Your objective -
For each line below, check whether "right" is present. Report how many lines have it, nothing else.

Extracted material -
----------
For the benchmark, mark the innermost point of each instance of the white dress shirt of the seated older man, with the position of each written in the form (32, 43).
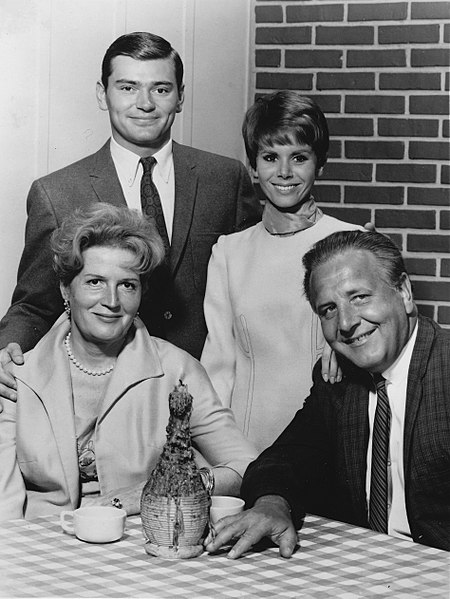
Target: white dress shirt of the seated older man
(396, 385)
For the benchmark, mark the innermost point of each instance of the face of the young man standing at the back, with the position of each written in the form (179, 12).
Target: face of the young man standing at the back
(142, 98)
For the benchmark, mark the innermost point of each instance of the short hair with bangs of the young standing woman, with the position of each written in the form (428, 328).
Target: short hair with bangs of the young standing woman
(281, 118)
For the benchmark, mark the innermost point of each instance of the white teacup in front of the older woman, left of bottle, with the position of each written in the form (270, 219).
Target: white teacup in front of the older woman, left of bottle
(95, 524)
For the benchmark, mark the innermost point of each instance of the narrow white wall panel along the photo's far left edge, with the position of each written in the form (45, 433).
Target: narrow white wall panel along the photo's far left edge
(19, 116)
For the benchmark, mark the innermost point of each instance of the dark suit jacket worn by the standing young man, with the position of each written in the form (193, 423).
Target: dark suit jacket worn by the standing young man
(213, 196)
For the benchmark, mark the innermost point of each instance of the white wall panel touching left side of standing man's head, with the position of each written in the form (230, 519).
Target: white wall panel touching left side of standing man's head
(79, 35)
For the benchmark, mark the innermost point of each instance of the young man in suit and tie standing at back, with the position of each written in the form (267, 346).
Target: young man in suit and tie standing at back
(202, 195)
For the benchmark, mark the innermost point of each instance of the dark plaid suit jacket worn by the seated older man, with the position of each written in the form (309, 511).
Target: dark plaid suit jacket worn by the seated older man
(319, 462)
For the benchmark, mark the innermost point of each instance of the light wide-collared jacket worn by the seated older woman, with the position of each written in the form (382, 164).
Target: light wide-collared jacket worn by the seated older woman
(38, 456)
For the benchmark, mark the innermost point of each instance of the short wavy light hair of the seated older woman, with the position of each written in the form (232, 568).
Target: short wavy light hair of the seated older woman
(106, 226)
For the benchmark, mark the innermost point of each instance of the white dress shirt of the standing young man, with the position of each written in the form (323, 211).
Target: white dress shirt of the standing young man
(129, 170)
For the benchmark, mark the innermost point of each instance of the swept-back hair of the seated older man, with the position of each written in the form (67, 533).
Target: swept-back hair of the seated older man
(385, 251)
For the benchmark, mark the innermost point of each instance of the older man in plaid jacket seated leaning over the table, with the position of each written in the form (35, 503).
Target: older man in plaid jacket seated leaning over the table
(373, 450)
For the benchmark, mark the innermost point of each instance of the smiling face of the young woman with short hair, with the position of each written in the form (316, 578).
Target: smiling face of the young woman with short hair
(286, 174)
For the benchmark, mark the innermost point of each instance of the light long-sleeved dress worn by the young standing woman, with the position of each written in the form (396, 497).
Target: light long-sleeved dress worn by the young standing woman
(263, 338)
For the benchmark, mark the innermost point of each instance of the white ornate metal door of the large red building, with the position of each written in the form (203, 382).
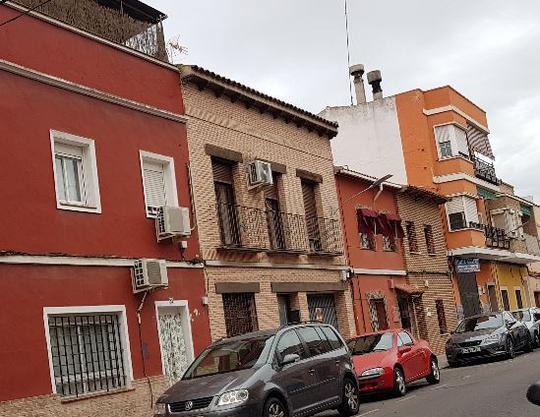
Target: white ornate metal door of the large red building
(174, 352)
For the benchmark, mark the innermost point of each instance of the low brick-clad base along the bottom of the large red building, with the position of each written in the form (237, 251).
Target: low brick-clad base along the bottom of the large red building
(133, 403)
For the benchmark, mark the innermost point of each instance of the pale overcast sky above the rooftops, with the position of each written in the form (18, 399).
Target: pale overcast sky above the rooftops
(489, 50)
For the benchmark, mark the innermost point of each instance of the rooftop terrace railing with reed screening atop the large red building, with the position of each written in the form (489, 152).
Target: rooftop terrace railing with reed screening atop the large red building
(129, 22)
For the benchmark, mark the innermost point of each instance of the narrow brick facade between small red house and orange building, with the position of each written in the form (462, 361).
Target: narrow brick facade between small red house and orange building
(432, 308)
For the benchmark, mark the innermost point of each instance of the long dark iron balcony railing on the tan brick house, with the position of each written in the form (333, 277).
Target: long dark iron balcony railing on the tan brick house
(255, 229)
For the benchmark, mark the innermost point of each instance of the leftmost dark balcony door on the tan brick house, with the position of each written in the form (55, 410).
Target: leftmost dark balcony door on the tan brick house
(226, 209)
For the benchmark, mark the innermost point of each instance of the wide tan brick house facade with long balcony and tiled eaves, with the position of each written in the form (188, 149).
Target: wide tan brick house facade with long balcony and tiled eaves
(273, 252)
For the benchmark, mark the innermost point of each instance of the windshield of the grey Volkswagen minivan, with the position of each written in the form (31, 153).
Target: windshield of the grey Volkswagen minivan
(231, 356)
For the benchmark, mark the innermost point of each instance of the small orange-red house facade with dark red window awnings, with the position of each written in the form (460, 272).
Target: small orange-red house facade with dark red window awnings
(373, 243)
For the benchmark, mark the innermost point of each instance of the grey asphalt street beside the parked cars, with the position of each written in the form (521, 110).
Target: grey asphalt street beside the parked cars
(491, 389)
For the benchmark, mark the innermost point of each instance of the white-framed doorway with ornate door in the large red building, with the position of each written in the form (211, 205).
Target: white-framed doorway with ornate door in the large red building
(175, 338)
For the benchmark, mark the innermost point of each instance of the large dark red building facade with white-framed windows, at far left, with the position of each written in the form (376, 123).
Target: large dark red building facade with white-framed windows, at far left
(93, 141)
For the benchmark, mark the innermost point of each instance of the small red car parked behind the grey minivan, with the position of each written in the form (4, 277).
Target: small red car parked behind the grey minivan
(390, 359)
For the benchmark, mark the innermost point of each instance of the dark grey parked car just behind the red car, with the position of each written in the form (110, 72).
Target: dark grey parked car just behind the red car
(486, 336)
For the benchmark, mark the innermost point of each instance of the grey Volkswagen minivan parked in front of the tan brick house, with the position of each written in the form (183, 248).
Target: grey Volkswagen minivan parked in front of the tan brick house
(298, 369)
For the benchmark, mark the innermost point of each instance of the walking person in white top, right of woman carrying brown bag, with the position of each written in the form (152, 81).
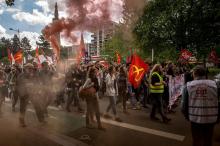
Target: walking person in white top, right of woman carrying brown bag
----------
Solution to this exercise -
2